#### [Data shown]
- - -

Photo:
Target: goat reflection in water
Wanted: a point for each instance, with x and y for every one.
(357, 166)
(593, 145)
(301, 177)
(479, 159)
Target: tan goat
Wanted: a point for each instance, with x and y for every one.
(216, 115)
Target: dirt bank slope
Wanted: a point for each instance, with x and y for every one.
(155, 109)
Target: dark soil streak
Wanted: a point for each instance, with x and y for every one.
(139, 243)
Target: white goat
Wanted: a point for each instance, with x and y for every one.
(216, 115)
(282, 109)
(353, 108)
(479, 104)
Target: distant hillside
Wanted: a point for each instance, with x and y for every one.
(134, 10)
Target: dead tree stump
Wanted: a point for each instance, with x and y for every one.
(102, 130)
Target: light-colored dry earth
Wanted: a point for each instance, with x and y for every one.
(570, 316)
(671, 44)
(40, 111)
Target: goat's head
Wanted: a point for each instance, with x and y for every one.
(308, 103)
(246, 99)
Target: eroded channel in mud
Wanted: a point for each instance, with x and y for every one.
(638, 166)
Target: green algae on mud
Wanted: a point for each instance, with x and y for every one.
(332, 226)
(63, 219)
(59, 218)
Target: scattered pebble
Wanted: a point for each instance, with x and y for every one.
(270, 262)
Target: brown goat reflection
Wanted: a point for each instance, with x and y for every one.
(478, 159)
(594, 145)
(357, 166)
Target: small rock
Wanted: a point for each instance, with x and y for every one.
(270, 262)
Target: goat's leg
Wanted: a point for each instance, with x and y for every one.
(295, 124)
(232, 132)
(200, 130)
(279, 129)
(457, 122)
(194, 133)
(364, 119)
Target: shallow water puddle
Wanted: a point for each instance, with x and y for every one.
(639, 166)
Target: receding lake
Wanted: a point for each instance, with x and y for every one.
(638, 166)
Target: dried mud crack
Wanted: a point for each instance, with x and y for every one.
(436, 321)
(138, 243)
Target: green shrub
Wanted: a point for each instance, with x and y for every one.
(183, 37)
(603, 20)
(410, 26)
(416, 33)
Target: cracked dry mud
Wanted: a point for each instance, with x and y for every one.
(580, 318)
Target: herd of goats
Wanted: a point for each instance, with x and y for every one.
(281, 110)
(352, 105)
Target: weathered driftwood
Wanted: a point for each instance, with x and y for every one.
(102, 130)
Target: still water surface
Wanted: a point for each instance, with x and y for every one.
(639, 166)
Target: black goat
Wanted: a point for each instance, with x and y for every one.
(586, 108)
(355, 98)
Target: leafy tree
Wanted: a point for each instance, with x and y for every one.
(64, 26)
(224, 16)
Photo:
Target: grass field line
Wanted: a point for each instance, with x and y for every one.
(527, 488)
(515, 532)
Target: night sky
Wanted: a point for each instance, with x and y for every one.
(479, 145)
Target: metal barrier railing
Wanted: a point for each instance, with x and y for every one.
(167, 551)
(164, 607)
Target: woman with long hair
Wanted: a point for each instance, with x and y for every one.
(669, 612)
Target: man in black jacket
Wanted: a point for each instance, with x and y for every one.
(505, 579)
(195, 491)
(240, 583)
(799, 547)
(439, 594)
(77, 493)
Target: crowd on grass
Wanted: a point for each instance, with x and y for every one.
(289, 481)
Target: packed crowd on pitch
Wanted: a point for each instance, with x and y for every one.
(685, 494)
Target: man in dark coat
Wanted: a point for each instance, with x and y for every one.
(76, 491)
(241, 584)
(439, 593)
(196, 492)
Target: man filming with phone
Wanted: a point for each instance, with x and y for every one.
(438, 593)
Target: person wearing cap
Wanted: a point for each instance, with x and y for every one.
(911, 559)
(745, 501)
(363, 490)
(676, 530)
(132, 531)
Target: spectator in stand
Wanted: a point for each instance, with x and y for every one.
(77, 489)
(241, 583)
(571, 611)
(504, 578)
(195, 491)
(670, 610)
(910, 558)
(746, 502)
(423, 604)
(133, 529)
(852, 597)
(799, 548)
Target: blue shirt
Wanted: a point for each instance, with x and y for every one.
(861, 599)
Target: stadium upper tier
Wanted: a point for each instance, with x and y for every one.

- - -

#### [Task item]
Set the records above down again, exactly as they read.

#### [Response to the task]
Photo:
Target: goat reflection in water
Wanted: a point for each instance, with x and y for every one.
(357, 166)
(593, 145)
(301, 177)
(479, 159)
Target: tan goat
Wanted: a point for each instance, with x and y for every one.
(216, 115)
Target: dirt bank slope
Wanted: a point for each instance, with x and y for every one.
(155, 109)
Target: dark soil streak
Wanted: a point for each instance, with x and y for every one.
(139, 243)
Target: white goat
Wanted: a point for each instance, with x and y for every one.
(216, 115)
(282, 109)
(353, 108)
(479, 104)
Target: distant hillside
Wanted: a point for each instance, with x and y for every one.
(134, 10)
Target: dead tree stump
Wanted: a point for each instance, with x and y for every one.
(102, 130)
Target: light-colored dry earth
Wanted: a point for each instance, with x and y for every one.
(570, 316)
(671, 44)
(40, 111)
Target: goat's head
Wanted: a point for each instance, with x and y for every one.
(308, 103)
(246, 99)
Target: eroded channel in mud
Wanted: a point for each instance, with x and y for every one.
(638, 166)
Target: green algae on mud
Wanted: a point for each instance, with x and y for every one.
(332, 226)
(63, 219)
(59, 218)
Target: scattered pebble
Wanted: a point for each instance, with x and y for every one.
(270, 262)
Target: brown goat reflection
Wanted: a point for each instance, with x and y for every one.
(478, 159)
(594, 145)
(357, 166)
Target: small rock
Wanted: a point for each instance, with x and y for every one.
(270, 262)
Target: goat's leg
Wanted: a point for each instance, with x and y for every one.
(295, 124)
(232, 132)
(200, 130)
(279, 129)
(457, 122)
(194, 133)
(364, 119)
Target: shallow water puddle
Wanted: a point for each instance, with x and y for every one.
(639, 166)
Target: receding lake
Wanted: a point for each instance, with x and y for every one.
(638, 166)
Target: dried mud crack
Wanted: a point for each instance, with x and y for every one.
(436, 321)
(138, 243)
Target: green shrub
Wanted: a point for each instance, with x and y for every one.
(183, 37)
(603, 20)
(410, 26)
(416, 33)
Target: cracked dry mud
Wanted: a point for each instance, with x and y for every one.
(580, 318)
Target: herd of goats
Wanted: a point for each instance, with x and y for every one.
(281, 110)
(352, 105)
Target: weathered driftwood
Wanted: a point for each instance, with x and y for every one.
(102, 130)
Target: still water surface
Wanted: a point for each instance, with x and y for every one.
(639, 166)
Target: black goat
Wanted: a point for each instance, with x and y for every one.
(586, 108)
(355, 98)
Target: leafy tree
Wanted: a point for each instance, with x and y for every one.
(64, 26)
(224, 16)
Photo:
Target: grass field line
Wanted: a point for each instance, with x and y for every one.
(527, 488)
(515, 532)
Target: night sky
Wanted: a point for each instance, with x and y for every one.
(479, 145)
Target: metal barrier railing
Wanted: a point for each instance, with x and y for every one.
(167, 551)
(164, 607)
Target: woman with long hair
Wanted: a point for each instance, with x and y for every one.
(669, 612)
Target: man in black jacket
Wanted: a point for each instance, with x and y for every one.
(505, 579)
(195, 491)
(240, 583)
(799, 547)
(439, 594)
(77, 493)
Target: crowd on grass
Wanted: a point for each instance, with x and y for every one.
(289, 481)
Target: packed crowd on pitch
Wanted: a point for each instance, with x and y for every one.
(685, 494)
Target: man in dark coat
Wanted: a point for each instance, with x and y for every one.
(76, 491)
(241, 584)
(439, 593)
(196, 492)
Target: man filming with phone
Wanted: a point for each instance, with x and y for every one.
(438, 593)
Target: person wearing cap
Wanted: a point for each instance, with x and y for every one.
(911, 559)
(745, 501)
(363, 490)
(676, 530)
(132, 531)
Target: spectator in stand
Wanted: a point for each instance, with x and y for every one.
(77, 489)
(241, 583)
(571, 611)
(504, 578)
(195, 491)
(670, 610)
(910, 558)
(746, 502)
(423, 604)
(133, 529)
(852, 597)
(799, 548)
Target: blue shirt
Wanted: a point for each instance, with x and y for every one.
(861, 599)
Target: stadium upper tier
Wanted: a point for each instance, with x and y for every one.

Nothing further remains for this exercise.